- Stated goal
Transcribe the material in full, exactly as written.

- Material provided
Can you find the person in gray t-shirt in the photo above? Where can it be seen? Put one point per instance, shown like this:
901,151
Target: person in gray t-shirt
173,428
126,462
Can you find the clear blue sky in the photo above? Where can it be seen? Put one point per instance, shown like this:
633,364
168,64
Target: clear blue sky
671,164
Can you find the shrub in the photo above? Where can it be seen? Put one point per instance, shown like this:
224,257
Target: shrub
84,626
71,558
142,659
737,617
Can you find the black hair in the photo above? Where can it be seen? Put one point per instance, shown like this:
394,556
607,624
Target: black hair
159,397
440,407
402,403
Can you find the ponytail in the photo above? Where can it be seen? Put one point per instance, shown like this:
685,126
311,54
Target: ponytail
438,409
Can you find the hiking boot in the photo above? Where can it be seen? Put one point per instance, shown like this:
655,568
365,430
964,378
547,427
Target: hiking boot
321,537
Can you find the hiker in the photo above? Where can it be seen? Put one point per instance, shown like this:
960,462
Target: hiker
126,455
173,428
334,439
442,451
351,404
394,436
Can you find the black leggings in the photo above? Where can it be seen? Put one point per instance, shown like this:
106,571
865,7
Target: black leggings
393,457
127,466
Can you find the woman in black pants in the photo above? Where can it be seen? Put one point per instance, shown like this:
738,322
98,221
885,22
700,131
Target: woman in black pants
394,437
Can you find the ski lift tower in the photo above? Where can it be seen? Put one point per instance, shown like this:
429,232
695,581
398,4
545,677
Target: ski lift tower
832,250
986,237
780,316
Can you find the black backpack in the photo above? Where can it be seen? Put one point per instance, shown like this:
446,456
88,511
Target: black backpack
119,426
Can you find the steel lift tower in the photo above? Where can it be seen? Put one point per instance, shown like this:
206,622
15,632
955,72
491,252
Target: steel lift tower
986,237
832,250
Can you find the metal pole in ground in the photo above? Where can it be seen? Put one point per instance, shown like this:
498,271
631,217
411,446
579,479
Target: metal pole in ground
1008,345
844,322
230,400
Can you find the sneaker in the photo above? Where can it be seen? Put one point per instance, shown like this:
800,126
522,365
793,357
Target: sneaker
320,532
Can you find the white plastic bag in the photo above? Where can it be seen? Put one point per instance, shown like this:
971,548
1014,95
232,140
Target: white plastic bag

- Written answer
Can you find the person in gray t-shirt in the photo above? Where can it be seen? Put one point per instance, shown like this:
901,151
Target: person in gray t-shirt
173,428
126,462
Can you find the clear blue sky in the photo above? Where can it be seen? Put one point per instance, shown like this:
633,364
168,64
Target: clear blue sky
671,164
Can you find the shrub in the photo above? Where can it be seen? Put one point per instance, shown like this:
224,257
Target: shrub
84,626
71,558
142,659
737,617
Can you find the black hair in the photo above? Where can it be seen? Put one point per instance, shown like this:
394,556
607,624
Target: black hair
159,397
440,407
402,403
Can you find the ponytail in the photo above? Where can it be seen? Put one point per instance, shown like this:
685,126
311,54
Target: ponytail
438,409
Can you find the hiking boot in the photo above? Where can it be seen? Put one point per instance, shown like this:
655,568
365,430
964,378
547,427
Target: hiking boot
321,537
Can you find the hiker in the photo above? Where can it be seen? Put one point per instance, shown like this:
960,462
Target: hiker
126,455
173,428
334,439
442,451
351,404
394,436
Can you find the black leggings in the photo above? Where can it be seen? Put one point per instance, shown like this:
106,571
865,7
Target: black leggings
393,457
127,466
Can you find the woman in black pants in the photo above? Where can it be seen? Put one point per instance, shown like this:
738,322
98,221
885,22
700,131
Target: woman in black pants
394,437
Can you find the ski lift tower in the photo above? Where can it be seen? Put one point per instance, shown like this:
429,232
695,581
398,4
545,677
Target: ski lift tower
832,250
986,237
780,316
Can you find the black backpack in the photo above? Where can it be seen? Put one point per instance, shown like this:
446,456
88,511
Target: black backpack
119,426
Can you find the steel lift tower in the photo above? Where can it be seen? Put one point per instance, shown like this:
206,622
15,632
955,72
491,252
Target: steel lift tower
986,237
832,250
Can you find the metal pole in ground in the photo above? Where can it be seen? Put one point per instance, shown like this:
498,271
631,217
411,446
579,479
Target: metal pole in ground
1008,345
844,322
230,400
Can you find the sneaker in the photo above? Where can it be seen? Put one point per instance, shown like this:
800,126
522,365
793,357
Target: sneaker
320,532
Can you find the white plastic bag in the photo above? Where can it be seen? Put one point per instance, shown like this:
971,548
1014,95
232,140
Target: white plastic bag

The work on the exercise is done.